--- Start of PROVIDED MATERIAL ---

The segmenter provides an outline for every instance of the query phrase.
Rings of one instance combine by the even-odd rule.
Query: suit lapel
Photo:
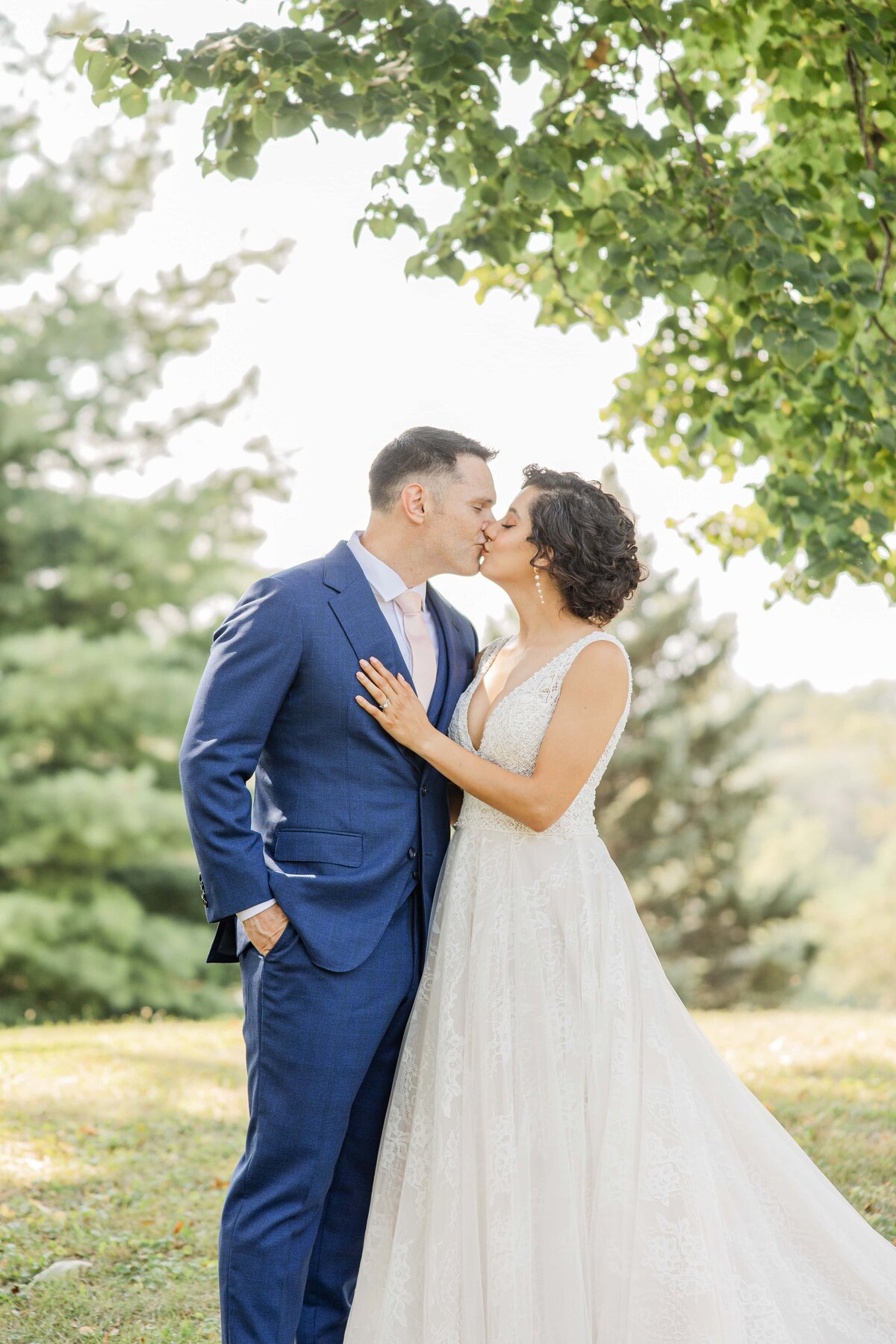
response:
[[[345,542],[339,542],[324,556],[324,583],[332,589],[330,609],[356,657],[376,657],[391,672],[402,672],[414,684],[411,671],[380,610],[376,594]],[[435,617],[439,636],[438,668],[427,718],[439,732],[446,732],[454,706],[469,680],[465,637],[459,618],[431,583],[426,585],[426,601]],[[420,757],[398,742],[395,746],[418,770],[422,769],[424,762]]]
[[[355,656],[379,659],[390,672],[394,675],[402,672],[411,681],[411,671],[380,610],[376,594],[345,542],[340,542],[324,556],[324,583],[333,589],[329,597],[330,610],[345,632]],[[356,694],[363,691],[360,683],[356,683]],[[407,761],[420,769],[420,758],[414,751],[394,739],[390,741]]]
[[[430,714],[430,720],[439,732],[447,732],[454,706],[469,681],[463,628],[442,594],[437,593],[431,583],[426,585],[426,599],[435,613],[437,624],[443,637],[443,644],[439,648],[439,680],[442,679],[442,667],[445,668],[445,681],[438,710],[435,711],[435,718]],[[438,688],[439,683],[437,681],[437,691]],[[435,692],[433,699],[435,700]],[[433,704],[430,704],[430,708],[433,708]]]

--- End of PROVIDED MATERIAL ---

--- TASK GOAL ---
Rewrite all of the material above, replacing "suit lapel" with "jacket lapel" and leaving everything else unchanged. Omit the pictures from your version.

--- TASK ANSWER ---
The segmenter provides an outline for every instance of the query phrase.
Rings of one instance combine by the even-odd rule.
Query: jacket lapel
Photo:
response:
[[[345,542],[339,542],[324,556],[324,583],[332,589],[330,609],[356,657],[376,657],[391,672],[402,672],[414,684],[411,671],[380,610],[376,594]],[[435,617],[439,636],[438,668],[427,718],[439,732],[446,732],[454,706],[469,680],[465,637],[459,618],[431,583],[426,585],[426,601]],[[420,757],[398,742],[395,746],[418,770],[422,769],[424,762]]]
[[[355,656],[379,659],[390,672],[394,675],[402,672],[411,681],[411,671],[380,610],[376,594],[345,542],[340,542],[324,556],[324,583],[333,589],[329,597],[330,610],[345,632]],[[356,694],[363,691],[360,683],[356,683]],[[407,761],[420,769],[420,758],[414,751],[394,739],[390,741]]]
[[[430,714],[430,720],[439,732],[447,732],[454,706],[469,681],[463,628],[442,594],[437,593],[431,583],[426,585],[426,599],[435,613],[437,624],[443,637],[443,644],[439,648],[439,680],[442,679],[442,667],[445,668],[445,681],[438,710],[435,711],[435,718]],[[438,688],[439,683],[437,681],[437,691]],[[435,692],[433,699],[435,700]],[[433,704],[430,704],[430,708],[433,708]]]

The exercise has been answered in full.